YOUR GOAL ▸ Quote the lines below word for word, omitting the pictures.

[Collected data]

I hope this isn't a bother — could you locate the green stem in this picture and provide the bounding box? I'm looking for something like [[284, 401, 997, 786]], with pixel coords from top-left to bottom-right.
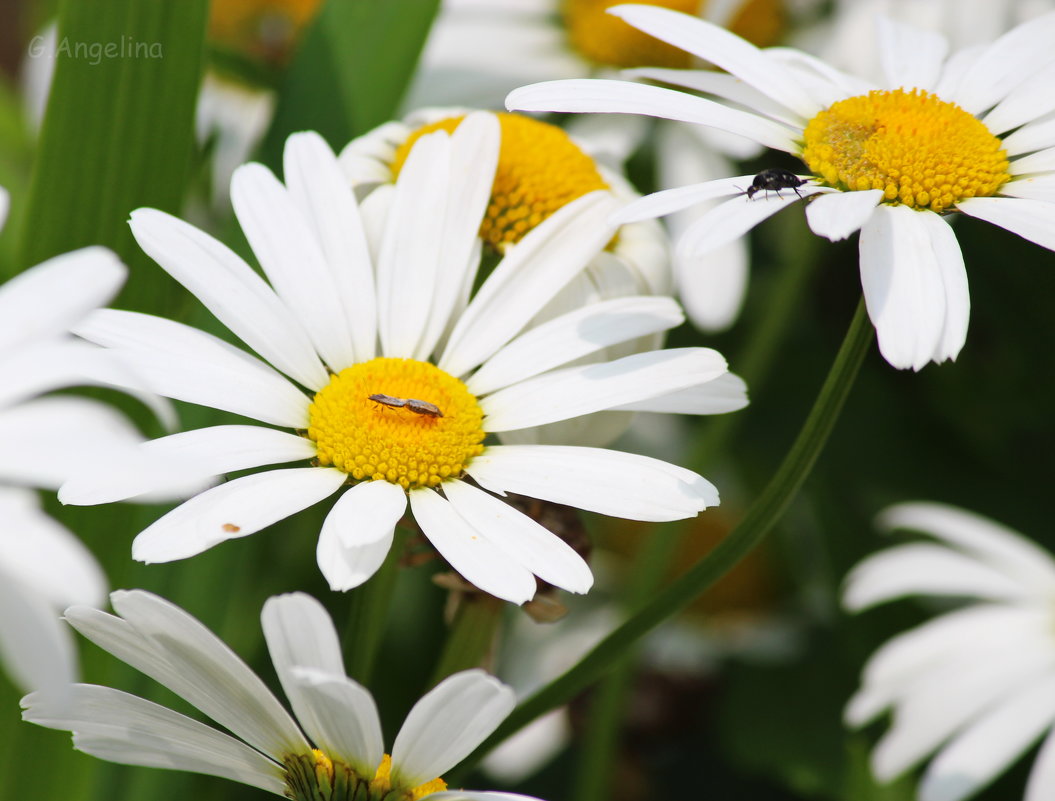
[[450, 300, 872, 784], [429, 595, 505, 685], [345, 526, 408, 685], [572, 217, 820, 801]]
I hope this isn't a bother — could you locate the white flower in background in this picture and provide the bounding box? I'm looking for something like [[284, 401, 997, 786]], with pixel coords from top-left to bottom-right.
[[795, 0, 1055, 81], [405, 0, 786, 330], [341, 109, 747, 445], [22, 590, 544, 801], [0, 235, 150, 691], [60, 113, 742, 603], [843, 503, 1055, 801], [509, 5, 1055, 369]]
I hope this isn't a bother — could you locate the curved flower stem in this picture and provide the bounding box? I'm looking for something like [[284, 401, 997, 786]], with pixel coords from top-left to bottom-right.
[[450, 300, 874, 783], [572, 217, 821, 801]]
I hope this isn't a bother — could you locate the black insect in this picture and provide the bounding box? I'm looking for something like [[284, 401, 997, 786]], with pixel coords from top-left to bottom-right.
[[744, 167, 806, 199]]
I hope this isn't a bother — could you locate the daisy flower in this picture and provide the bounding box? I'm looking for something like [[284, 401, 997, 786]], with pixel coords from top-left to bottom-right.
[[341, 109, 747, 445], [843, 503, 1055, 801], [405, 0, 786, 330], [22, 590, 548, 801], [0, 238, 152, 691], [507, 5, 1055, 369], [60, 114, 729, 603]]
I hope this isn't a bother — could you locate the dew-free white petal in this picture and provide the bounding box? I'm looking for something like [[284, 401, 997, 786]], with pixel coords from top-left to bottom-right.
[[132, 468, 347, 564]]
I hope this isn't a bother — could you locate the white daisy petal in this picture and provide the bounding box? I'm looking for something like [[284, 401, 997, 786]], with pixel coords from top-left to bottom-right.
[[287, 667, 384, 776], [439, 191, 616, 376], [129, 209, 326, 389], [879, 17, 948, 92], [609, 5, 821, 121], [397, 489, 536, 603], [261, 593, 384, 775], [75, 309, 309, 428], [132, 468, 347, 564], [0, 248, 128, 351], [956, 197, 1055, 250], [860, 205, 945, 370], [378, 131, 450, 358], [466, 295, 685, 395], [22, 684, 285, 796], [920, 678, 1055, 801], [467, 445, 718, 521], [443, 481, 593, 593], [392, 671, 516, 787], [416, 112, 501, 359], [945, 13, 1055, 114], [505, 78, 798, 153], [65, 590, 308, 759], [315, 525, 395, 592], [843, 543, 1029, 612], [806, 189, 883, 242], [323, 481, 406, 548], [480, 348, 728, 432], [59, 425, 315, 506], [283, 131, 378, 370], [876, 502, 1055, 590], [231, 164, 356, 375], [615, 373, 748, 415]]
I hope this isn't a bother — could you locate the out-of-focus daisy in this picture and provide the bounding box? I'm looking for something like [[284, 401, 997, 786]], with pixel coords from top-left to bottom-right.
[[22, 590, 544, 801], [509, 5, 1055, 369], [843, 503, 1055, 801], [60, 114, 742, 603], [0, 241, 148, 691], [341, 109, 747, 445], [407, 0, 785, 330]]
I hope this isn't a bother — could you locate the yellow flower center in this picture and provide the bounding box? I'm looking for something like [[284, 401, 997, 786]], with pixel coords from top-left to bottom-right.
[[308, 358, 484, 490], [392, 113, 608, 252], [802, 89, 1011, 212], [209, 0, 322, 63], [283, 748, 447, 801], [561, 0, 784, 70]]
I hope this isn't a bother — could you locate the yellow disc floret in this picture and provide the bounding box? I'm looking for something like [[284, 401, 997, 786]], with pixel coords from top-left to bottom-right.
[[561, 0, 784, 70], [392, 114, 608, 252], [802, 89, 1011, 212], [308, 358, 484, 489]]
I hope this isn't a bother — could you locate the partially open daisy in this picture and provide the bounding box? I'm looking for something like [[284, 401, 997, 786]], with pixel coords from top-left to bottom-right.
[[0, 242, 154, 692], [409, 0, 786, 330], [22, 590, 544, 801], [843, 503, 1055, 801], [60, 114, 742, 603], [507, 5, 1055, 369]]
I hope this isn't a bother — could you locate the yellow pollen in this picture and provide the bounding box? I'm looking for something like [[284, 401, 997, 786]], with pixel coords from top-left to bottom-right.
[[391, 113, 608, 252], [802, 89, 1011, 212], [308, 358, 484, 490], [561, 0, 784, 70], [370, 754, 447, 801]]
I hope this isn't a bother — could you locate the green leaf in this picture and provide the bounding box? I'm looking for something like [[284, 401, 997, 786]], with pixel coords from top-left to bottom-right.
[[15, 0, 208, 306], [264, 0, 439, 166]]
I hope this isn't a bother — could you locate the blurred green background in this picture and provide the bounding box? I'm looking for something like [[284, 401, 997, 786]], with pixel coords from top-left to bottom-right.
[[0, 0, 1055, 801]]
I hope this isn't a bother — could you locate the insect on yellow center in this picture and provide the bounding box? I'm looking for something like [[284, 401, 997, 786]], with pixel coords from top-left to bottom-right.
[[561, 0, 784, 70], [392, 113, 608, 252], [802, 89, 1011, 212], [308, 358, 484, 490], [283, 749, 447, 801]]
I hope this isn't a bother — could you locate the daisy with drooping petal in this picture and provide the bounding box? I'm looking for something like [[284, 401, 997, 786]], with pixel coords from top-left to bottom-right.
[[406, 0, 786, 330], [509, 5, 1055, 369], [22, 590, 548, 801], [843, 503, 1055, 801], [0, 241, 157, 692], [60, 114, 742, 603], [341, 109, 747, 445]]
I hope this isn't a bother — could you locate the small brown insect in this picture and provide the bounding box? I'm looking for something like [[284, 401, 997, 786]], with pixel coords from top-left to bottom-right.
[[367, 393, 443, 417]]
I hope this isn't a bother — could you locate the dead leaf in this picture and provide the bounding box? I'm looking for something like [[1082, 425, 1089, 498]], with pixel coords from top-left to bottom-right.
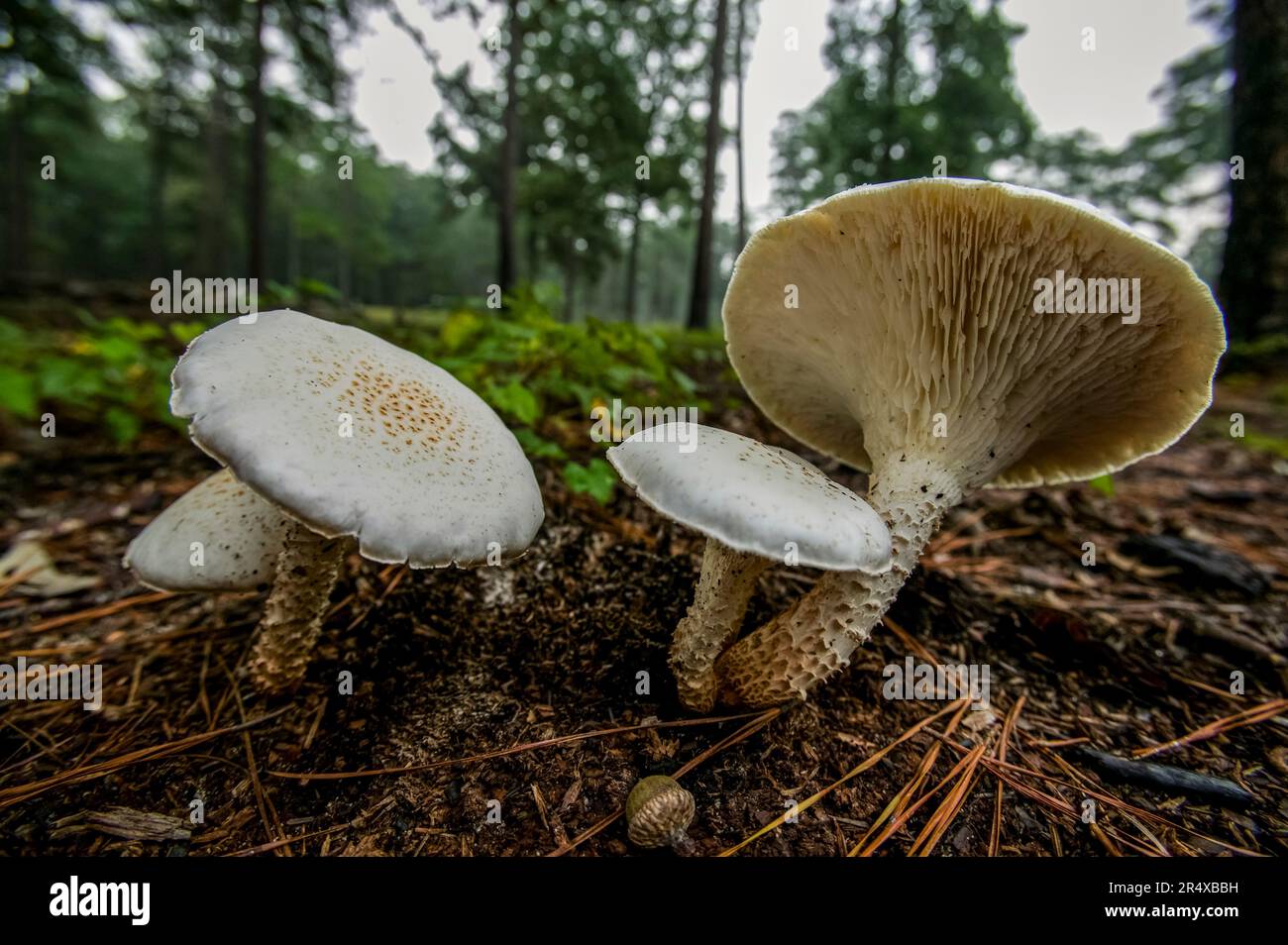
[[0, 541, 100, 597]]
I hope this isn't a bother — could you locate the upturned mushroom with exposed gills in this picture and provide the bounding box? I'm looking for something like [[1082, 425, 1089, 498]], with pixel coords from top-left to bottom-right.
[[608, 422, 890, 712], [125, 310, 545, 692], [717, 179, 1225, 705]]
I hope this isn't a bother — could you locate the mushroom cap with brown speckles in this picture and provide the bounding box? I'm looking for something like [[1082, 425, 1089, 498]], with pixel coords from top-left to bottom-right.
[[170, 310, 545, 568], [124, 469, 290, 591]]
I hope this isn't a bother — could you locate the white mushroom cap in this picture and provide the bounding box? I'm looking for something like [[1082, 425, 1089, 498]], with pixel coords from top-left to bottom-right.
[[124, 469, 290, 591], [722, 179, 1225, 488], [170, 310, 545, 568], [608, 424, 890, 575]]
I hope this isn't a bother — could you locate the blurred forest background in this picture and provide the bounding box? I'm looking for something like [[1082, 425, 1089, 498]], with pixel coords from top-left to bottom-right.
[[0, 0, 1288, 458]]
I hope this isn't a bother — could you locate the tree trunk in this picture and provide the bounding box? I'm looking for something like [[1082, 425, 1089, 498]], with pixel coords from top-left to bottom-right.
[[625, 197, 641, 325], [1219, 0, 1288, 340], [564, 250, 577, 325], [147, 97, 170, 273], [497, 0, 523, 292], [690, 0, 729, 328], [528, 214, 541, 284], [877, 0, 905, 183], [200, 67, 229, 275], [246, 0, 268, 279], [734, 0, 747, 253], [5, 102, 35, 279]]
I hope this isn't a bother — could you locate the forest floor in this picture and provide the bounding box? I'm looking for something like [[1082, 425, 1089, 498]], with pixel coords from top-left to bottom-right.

TASK SOLUTION ▸
I hope this isn't a bother — could you locate the green stem in this picture and provide the bounding box? I'm looking for something like [[284, 401, 997, 786]], with pixel coords from top-left to bottom-right.
[[450, 300, 872, 784], [429, 595, 505, 685], [345, 526, 408, 685], [572, 217, 820, 801]]
I hope this isn't a bother — could you locate the white flower in background in this picture and provide the bounding box? I'm looking for something like [[284, 401, 997, 786]], with pixel coords from top-left to bottom-right.
[[795, 0, 1055, 81], [405, 0, 786, 330], [341, 109, 747, 445], [22, 590, 544, 801], [0, 235, 150, 691], [60, 113, 742, 603], [843, 503, 1055, 801], [509, 5, 1055, 369]]
I hope this isn't a bother — could you locate the curved flower stem in this picture and provide the bounding box? I'm looking for something like [[284, 401, 997, 786]], with pixel coords from top-left to bottom-right.
[[450, 300, 874, 783], [572, 217, 821, 801]]
I hope this isn't a bother — could you locate the black insect in this picture and provide the bounding box? I'm looking for something like [[284, 401, 997, 786]], with pixel coords from top-left to bottom-right.
[[744, 167, 806, 199]]
I hope this isn't a bother — could you locate the daisy flower in this picture and provide the bounding box? I'm looking for something like [[284, 401, 997, 786]], with pixel coords from top-left to bottom-right.
[[341, 109, 747, 445], [843, 503, 1055, 801], [405, 0, 786, 330], [22, 590, 548, 801], [0, 238, 152, 691], [507, 5, 1055, 369], [60, 114, 729, 603]]
I hope this isn't a bother — could you locate the dew-free white petal in this picture and provide the bounding box? I'm looking for something like [[284, 401, 997, 786]], with pixel coords from top-left to bottom-right.
[[132, 468, 347, 564]]
I hope this isn't a bother — could you locate the white daisy petal in this picture and provide the bounding box? I'm looking for something like [[284, 401, 997, 786]], with pixel coords from top-left to bottom-right.
[[287, 667, 384, 776], [439, 191, 616, 376], [129, 209, 326, 389], [879, 17, 948, 92], [609, 5, 821, 121], [397, 489, 536, 603], [261, 593, 384, 775], [75, 309, 309, 428], [132, 468, 347, 564], [0, 248, 128, 351], [956, 197, 1055, 250], [860, 205, 945, 370], [378, 131, 450, 358], [466, 295, 685, 395], [22, 684, 285, 796], [920, 678, 1055, 801], [467, 445, 718, 521], [443, 481, 593, 593], [392, 671, 516, 787], [416, 112, 501, 359], [945, 13, 1055, 114], [505, 78, 798, 153], [65, 590, 308, 759], [315, 525, 395, 592], [843, 543, 1029, 612], [806, 189, 883, 242], [323, 481, 406, 548], [480, 348, 728, 432], [59, 425, 315, 506], [283, 131, 378, 370], [876, 502, 1055, 590], [231, 164, 356, 375], [615, 373, 748, 415]]
I hope this isn't a bother — could you locate the out-of-focus daisy in this picture and provide the bounding box? I'm looking for something like [[284, 401, 997, 786]], with pixel coords from top-left to bottom-right.
[[22, 590, 544, 801], [509, 5, 1055, 369], [843, 503, 1055, 801], [60, 114, 742, 603], [0, 241, 148, 691], [341, 109, 747, 445], [407, 0, 785, 330]]
I hope this isn't a bother — could you locate the yellow flower center in this picture and provide the bounding box? I'm looking for something like [[284, 401, 997, 786]], with pixel coords from top-left to bottom-right.
[[308, 358, 484, 490], [392, 113, 608, 252], [802, 89, 1011, 212], [209, 0, 322, 63], [283, 748, 447, 801], [561, 0, 784, 70]]
I hope this isn't a bother — could you locate the yellow disc floret in this picture and provide the bounding box? I'm looking for something like [[284, 401, 997, 786]], with pixel coords from top-left to bottom-right.
[[561, 0, 784, 70], [392, 114, 608, 252], [802, 89, 1011, 212], [308, 358, 484, 489]]
I hope this isn't a bother — could you locate the partially open daisy in this picture and provide the bounding box? I'm looking for something like [[284, 401, 997, 786]], with pixel coords from top-left to bottom-right.
[[0, 242, 154, 692], [409, 0, 786, 330], [22, 590, 544, 801], [843, 503, 1055, 801], [60, 114, 742, 603], [507, 5, 1055, 369]]
I hope this isn't a bother — could you locate the yellow pollen in this picture and provide the bounding box? I'm looking for something like [[284, 401, 997, 786]], with pixel coords from top-left to bottom-right.
[[391, 113, 608, 252], [802, 89, 1011, 212], [308, 358, 484, 490], [561, 0, 784, 70], [370, 754, 447, 801]]
I hope this isn't a bother — could you locate the green leaf in this picture and provide the bounding box? I'm looking for something like [[284, 401, 997, 786]], with pixel coords from top-left to bottom-right.
[[15, 0, 208, 306], [264, 0, 439, 166]]
I hope this isn't a bother — could you locate the blurred green background in this picture and provide the bounding box? I'm looking for something like [[284, 401, 997, 786]], with pixel coords from top-left to bottom-right.
[[0, 0, 1055, 801]]
I hope this isn't a bother — could you locate the insect on yellow center in this picture and provide the bounding box? I'm looking for something like [[284, 401, 997, 786]], with pixel coords from top-left to bottom-right.
[[561, 0, 784, 70], [392, 113, 608, 252], [802, 89, 1011, 212], [308, 358, 484, 490], [283, 749, 447, 801]]
I hope this isn't a bother — could you locate the daisy with drooping petal in this picture and provide the bounding box? I'm looking for something like [[284, 401, 997, 786]], with pixel coords from top-left to bottom-right.
[[406, 0, 786, 330], [509, 5, 1055, 369], [22, 590, 548, 801], [843, 503, 1055, 801], [0, 241, 157, 692], [60, 114, 742, 603], [341, 109, 747, 445]]
I hope this isn't a bother — could you locate the small brown insect in this picture and provide the bounding box? I'm looking for something like [[284, 401, 997, 786]], with pixel coords from top-left to bottom-right.
[[367, 393, 443, 417]]
I hope this isn't a bother — could you locate the dead leaf in this picture and provide the bounding box? I'm looking for something like [[1082, 425, 1089, 498]], with pixel coords from top-left to bottom-right.
[[0, 541, 100, 597]]
I hope this isn't a bother — could you locate the upturned mushroom with exposed gills in this picture and provide the bounding box? I'm looking for something like [[1082, 425, 1089, 498]], with pixel coords from top-left to bottom-right.
[[608, 422, 890, 712], [125, 310, 545, 692], [717, 179, 1225, 705]]
I hope this isn't a bother — could you locate the mushroom cap with brown speckles in this picture and provide the bounding box? I'm looking for something like [[1082, 425, 1089, 498]], with pixel coords from top-left to bottom-right.
[[170, 310, 545, 568], [124, 469, 290, 591]]
I hope this isn't a bother — could you locate the white mushroom cap in this picture and provide the bounding box? I'm looking for something like [[1082, 425, 1089, 498]], with pixel coords from top-left to bottom-right.
[[124, 469, 290, 591], [722, 179, 1225, 488], [170, 310, 545, 568], [608, 424, 890, 575]]
I hope this isn't a bother — could you locate the blurred forest background in this picture and provide the bounding box? I'm looking for something like [[1082, 425, 1089, 498]], with pixel coords from top-left to bottom-right.
[[0, 0, 1288, 458]]
I hope this isn't a bother — could you locate the tree trunk in this picture and provide the bounding box? I'm looking for something like [[1082, 425, 1089, 498]], with pixel coords from top-left to bottom-right.
[[625, 197, 641, 325], [1219, 0, 1288, 340], [564, 250, 577, 325], [147, 97, 170, 273], [497, 0, 523, 292], [690, 0, 729, 328], [528, 214, 541, 284], [877, 0, 905, 183], [200, 67, 229, 275], [246, 0, 268, 279], [734, 0, 747, 253], [5, 102, 35, 279]]
I hope this isn't a bother — could you locate the forest floor in this picture and provide the bounding box? I'm looking for something like [[1082, 425, 1089, 498]], with pixel coords from top-left to bottom-right.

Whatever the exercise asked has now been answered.